• Задание:
Продолжите отрывок о тушении пожаров под артобстрелами в январе 1942 года, начиная сразу после его последнего предложения.

• Отрывок текста:
Горе, рожденное войной
Январь 1942 года. Налеты прекратились, зато начались артобстрелы. Свист летящих снарядов создает напряженную атмосферу. Куда упадет следующий? И так каждый день…
На нашем участке два пожара. Выгорел огромный дом на 7-й линии между Большим и Средним проспектами. Остались только стены. Нашу команду вызвали сюда последней. Пожарные машины стояли в бездействии: кончилась вода. Много людей выстроилось цепочкой и передавали ведра со снегом. Что мы могли еще сделать? Влились в цепочку, стали помогать. Дом спасти не удалось.
Второй пожар случился неподалеку на 6-й линии. Здесь пожарные машины работали, и огонь удалось потушить.

• Исходные данные:
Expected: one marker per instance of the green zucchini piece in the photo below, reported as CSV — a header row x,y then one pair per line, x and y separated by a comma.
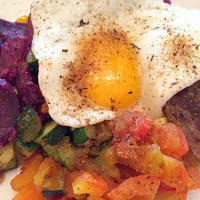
x,y
32,63
67,152
81,135
26,149
8,158
29,124
51,151
53,193
52,133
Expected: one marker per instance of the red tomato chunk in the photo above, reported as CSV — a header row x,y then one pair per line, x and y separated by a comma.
x,y
141,186
133,124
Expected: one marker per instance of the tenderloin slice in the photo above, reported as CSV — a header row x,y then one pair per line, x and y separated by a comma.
x,y
183,109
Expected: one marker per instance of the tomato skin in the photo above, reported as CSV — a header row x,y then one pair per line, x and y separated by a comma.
x,y
70,178
28,172
146,159
89,183
141,186
50,175
169,195
171,140
175,175
134,124
29,191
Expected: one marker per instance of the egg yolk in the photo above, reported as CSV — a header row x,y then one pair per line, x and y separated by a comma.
x,y
110,71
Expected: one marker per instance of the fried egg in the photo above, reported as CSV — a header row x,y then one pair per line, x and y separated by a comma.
x,y
98,58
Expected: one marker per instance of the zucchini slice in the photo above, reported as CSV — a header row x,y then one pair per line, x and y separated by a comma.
x,y
29,124
26,149
8,158
67,152
53,193
81,135
52,133
32,63
51,151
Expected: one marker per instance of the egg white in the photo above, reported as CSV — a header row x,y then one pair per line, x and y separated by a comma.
x,y
57,31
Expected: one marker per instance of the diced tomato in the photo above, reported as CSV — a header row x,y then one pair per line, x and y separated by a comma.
x,y
127,172
28,192
195,175
141,186
167,187
190,160
95,198
50,175
169,195
58,198
88,183
175,175
171,140
28,172
133,124
70,178
146,159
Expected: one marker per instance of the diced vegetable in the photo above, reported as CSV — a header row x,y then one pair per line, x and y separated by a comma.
x,y
29,124
168,195
81,135
28,172
161,121
51,178
53,193
33,63
67,152
146,159
106,161
51,151
70,178
133,124
26,149
87,183
141,186
7,157
52,133
171,140
29,192
175,175
23,19
94,198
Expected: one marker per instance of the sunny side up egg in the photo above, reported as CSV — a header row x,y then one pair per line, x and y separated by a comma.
x,y
98,58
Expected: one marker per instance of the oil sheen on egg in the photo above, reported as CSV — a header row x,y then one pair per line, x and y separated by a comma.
x,y
98,58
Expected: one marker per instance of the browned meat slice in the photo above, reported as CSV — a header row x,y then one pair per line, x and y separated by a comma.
x,y
183,109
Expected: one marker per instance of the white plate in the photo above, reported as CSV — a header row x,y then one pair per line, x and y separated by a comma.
x,y
12,10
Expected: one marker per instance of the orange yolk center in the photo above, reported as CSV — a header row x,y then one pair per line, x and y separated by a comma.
x,y
109,75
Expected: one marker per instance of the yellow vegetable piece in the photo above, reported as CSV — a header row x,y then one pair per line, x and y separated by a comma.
x,y
161,121
23,19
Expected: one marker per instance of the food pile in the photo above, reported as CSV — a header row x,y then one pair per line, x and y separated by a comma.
x,y
130,157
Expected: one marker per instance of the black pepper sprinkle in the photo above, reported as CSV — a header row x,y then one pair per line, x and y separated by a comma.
x,y
64,50
134,46
82,23
152,57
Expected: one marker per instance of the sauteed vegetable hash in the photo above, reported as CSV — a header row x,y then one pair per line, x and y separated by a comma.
x,y
82,97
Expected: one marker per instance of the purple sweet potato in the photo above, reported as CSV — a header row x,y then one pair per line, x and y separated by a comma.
x,y
9,112
9,105
28,91
10,30
6,135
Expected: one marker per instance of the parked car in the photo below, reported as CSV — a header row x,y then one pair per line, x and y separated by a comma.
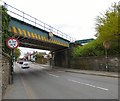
x,y
25,65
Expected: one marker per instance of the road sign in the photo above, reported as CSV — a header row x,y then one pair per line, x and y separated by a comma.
x,y
106,44
12,43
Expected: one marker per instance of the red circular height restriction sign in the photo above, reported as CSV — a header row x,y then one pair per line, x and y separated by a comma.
x,y
12,43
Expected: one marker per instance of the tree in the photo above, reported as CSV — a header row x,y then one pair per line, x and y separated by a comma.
x,y
108,29
107,24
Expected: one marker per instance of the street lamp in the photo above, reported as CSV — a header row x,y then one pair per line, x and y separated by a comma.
x,y
106,45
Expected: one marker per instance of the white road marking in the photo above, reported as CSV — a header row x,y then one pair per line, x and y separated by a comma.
x,y
54,75
89,85
59,71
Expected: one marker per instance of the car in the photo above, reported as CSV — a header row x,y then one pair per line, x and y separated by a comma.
x,y
25,65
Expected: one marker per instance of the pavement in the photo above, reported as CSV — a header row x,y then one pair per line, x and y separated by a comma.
x,y
89,72
58,83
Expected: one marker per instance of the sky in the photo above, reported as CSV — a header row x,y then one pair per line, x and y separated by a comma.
x,y
76,18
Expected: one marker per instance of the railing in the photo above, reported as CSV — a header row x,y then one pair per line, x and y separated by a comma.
x,y
16,13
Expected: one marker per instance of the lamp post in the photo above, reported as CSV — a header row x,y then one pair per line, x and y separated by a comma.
x,y
106,45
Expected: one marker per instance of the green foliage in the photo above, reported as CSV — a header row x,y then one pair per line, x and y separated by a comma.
x,y
107,28
107,25
5,28
94,48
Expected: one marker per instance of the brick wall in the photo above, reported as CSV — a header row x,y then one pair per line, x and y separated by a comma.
x,y
96,63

• Ответ к заданию:
Команда становится все более малочисленной: голод уносит одного бойца за другим. Умер Веселов, мужчина-богатырь, косая сажень в плечах. Это его умелыми руками были сделаны железные печурки — «буржуйки», около которых мы отогревались. Люди его комплекции, здоровые, сильные, нехватку еды ощущали острее… Абрамов ушел получать зарплату в свое учреждение и не вернулся. Потом узнали — обессилел дорогой, умер у самого порога учреждения.
Смерть заглянула и в нашу семью. 3 января скончался Константин Михайлович, мой тесть. Хлеба своего он дождался, на январь карточки получили, но оказалось — уже поздно. Организм был бесповоротно подорван. Ни 1-го, ни 2-го января старик уже не смог съесть свой паек… Бойцы помогли мне схоронить его на Смоленском кладбище.
Уходя с кладбища, я оглянулся. Найду ли после войны могилу близкого мне человека, сумею ли показать Соне, где похоронен ее отец? Мелькнула горькая мысль: сам-то доживу ли до конца войны, не лягу ли раньше по соседству? Медленно пошел дальше, жалея, что нет под рукой палки: без нее передвигаться уже трудно…
Февраль 1942 года.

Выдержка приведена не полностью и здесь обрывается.